▶ [The request]: Find every line in the rows below that contains the word "theatre" and copy each one out. Matching is case-sensitive.

Data items

— begin —

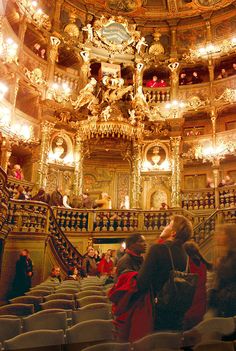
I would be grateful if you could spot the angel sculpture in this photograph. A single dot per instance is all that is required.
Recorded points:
(140, 44)
(89, 29)
(86, 96)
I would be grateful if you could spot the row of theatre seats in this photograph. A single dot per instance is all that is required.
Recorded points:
(80, 318)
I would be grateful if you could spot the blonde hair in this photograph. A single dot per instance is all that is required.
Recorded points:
(183, 228)
(230, 232)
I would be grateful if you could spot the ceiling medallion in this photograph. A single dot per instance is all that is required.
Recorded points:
(124, 5)
(115, 34)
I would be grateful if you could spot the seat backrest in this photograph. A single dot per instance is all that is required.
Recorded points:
(109, 346)
(89, 331)
(60, 303)
(35, 300)
(66, 290)
(59, 296)
(84, 314)
(50, 321)
(18, 309)
(9, 328)
(159, 340)
(36, 338)
(209, 329)
(38, 292)
(91, 287)
(86, 293)
(91, 299)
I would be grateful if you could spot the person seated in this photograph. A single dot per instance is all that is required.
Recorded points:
(210, 183)
(42, 196)
(183, 79)
(153, 83)
(72, 274)
(229, 180)
(104, 202)
(17, 172)
(195, 78)
(20, 193)
(106, 265)
(164, 206)
(87, 202)
(162, 83)
(55, 275)
(222, 74)
(65, 199)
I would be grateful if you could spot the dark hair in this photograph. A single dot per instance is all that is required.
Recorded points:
(183, 228)
(193, 251)
(132, 239)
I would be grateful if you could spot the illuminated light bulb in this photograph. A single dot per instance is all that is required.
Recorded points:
(202, 50)
(3, 90)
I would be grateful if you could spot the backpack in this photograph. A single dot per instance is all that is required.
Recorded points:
(178, 291)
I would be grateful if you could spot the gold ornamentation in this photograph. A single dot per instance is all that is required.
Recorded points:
(229, 95)
(35, 76)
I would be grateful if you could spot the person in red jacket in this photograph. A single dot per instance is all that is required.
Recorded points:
(106, 265)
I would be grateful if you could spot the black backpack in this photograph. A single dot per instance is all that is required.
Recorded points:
(178, 291)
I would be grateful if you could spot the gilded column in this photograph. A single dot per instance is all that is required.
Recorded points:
(52, 57)
(174, 79)
(176, 171)
(136, 175)
(138, 77)
(85, 68)
(78, 172)
(46, 130)
(6, 151)
(21, 36)
(57, 15)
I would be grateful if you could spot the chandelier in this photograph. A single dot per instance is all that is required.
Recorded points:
(212, 153)
(170, 110)
(17, 131)
(8, 48)
(59, 92)
(33, 13)
(211, 50)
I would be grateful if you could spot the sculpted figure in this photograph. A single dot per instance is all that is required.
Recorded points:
(86, 96)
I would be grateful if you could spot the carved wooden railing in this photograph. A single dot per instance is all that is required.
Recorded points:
(4, 199)
(157, 95)
(118, 221)
(37, 217)
(205, 230)
(209, 198)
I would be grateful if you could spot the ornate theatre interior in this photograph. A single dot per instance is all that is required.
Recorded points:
(133, 98)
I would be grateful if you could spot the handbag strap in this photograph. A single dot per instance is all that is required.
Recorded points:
(172, 262)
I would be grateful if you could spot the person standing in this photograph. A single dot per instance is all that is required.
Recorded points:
(56, 198)
(89, 266)
(23, 275)
(157, 266)
(132, 259)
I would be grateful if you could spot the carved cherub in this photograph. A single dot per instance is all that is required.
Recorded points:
(140, 43)
(86, 95)
(89, 29)
(106, 113)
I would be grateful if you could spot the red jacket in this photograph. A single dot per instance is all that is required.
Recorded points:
(105, 267)
(132, 310)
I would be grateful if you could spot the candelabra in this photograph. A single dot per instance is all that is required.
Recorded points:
(59, 92)
(33, 13)
(8, 48)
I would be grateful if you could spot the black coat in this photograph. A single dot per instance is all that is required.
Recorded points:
(153, 274)
(129, 262)
(22, 280)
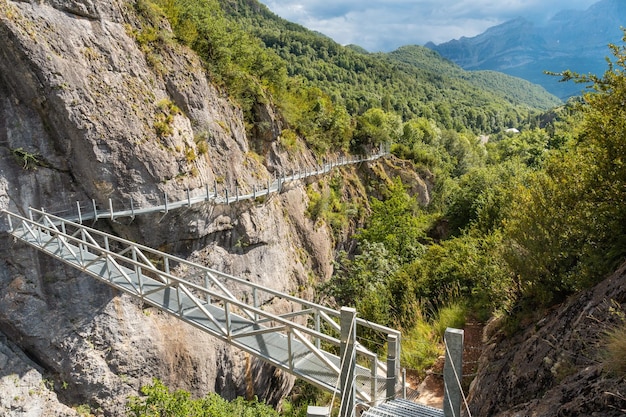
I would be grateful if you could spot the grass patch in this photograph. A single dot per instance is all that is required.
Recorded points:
(614, 358)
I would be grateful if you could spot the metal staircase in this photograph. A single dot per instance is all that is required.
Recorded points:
(305, 342)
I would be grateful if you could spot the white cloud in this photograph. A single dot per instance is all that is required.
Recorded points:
(384, 25)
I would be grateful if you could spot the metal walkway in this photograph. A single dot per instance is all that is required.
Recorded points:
(402, 408)
(305, 342)
(207, 194)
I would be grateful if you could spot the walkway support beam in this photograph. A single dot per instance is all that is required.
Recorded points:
(347, 354)
(453, 373)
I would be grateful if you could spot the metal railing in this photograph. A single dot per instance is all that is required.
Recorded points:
(214, 193)
(304, 341)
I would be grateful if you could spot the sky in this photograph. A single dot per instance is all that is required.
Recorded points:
(384, 25)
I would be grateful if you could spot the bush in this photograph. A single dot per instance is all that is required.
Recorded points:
(614, 360)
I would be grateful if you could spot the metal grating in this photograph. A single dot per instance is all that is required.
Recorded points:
(402, 408)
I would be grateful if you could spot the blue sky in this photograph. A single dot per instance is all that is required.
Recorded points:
(384, 25)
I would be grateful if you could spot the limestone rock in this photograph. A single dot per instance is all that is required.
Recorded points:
(553, 367)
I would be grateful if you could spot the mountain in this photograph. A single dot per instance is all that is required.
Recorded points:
(412, 82)
(574, 40)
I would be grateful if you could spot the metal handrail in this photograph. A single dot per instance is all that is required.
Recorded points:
(135, 257)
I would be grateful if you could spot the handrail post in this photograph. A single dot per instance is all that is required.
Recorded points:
(348, 361)
(80, 217)
(452, 372)
(392, 365)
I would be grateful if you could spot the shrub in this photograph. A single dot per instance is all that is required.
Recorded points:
(614, 360)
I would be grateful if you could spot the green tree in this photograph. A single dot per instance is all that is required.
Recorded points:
(398, 223)
(567, 228)
(375, 127)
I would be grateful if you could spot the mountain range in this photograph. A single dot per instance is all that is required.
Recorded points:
(570, 40)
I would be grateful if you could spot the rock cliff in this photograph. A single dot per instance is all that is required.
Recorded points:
(554, 366)
(84, 116)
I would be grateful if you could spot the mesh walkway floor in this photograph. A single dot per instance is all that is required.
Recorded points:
(402, 408)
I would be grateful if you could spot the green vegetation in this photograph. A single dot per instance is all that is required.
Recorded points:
(27, 159)
(333, 97)
(614, 359)
(514, 224)
(158, 401)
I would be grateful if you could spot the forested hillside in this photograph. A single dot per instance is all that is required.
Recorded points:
(464, 221)
(411, 82)
(513, 225)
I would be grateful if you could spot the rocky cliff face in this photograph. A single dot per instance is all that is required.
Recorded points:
(553, 367)
(84, 116)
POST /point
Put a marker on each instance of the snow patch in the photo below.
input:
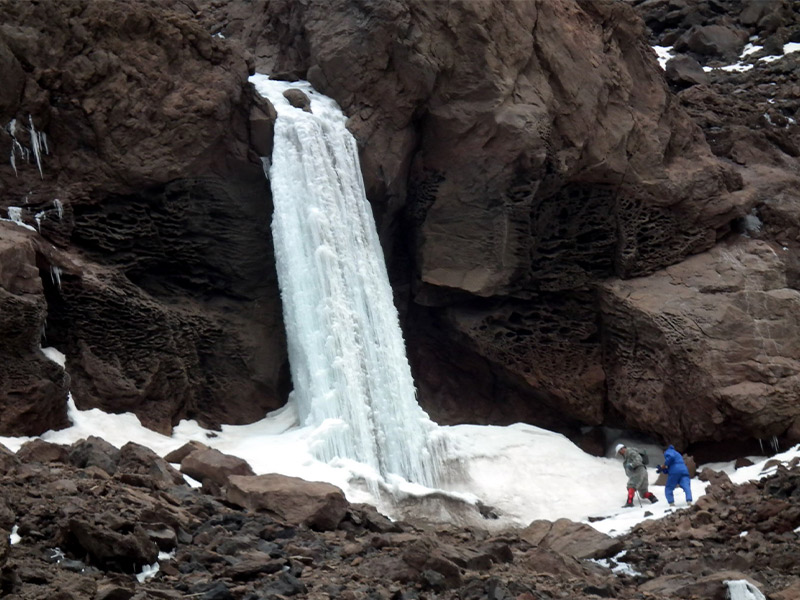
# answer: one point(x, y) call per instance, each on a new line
point(54, 355)
point(741, 589)
point(147, 572)
point(664, 53)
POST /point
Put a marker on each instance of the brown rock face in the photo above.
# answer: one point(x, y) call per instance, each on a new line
point(708, 348)
point(313, 503)
point(33, 388)
point(539, 151)
point(168, 306)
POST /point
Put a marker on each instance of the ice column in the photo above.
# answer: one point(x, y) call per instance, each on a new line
point(348, 362)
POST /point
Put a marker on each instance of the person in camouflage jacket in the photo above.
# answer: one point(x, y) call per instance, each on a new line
point(637, 474)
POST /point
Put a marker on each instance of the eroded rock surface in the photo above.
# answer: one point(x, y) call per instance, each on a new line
point(134, 138)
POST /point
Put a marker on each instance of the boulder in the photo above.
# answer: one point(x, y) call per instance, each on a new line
point(137, 459)
point(214, 466)
point(115, 543)
point(684, 71)
point(33, 389)
point(716, 41)
point(319, 505)
point(573, 539)
point(94, 452)
point(716, 336)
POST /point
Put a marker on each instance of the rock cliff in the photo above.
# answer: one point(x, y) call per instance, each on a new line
point(575, 239)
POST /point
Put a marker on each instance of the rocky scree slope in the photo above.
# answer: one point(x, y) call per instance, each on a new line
point(87, 518)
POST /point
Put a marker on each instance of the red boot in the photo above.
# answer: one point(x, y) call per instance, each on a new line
point(629, 503)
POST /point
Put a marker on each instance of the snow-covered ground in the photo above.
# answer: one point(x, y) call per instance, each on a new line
point(523, 472)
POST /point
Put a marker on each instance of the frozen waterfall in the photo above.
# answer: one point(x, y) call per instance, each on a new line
point(349, 368)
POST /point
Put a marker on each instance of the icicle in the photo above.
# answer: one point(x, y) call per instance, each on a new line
point(55, 276)
point(36, 145)
point(15, 216)
point(346, 351)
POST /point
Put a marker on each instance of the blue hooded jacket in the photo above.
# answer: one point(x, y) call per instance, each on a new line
point(674, 462)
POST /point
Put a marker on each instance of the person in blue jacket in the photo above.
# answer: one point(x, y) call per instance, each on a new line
point(677, 475)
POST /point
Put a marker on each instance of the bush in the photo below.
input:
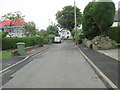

— end —

▶ [Complete response]:
I would be grateful if you could spot the row of theatre seats in this photograph. A single dot per instance is all that is required.
I would be grateful if you could spot the ornate theatre interior in this photograph. A single dot per instance is all that is required.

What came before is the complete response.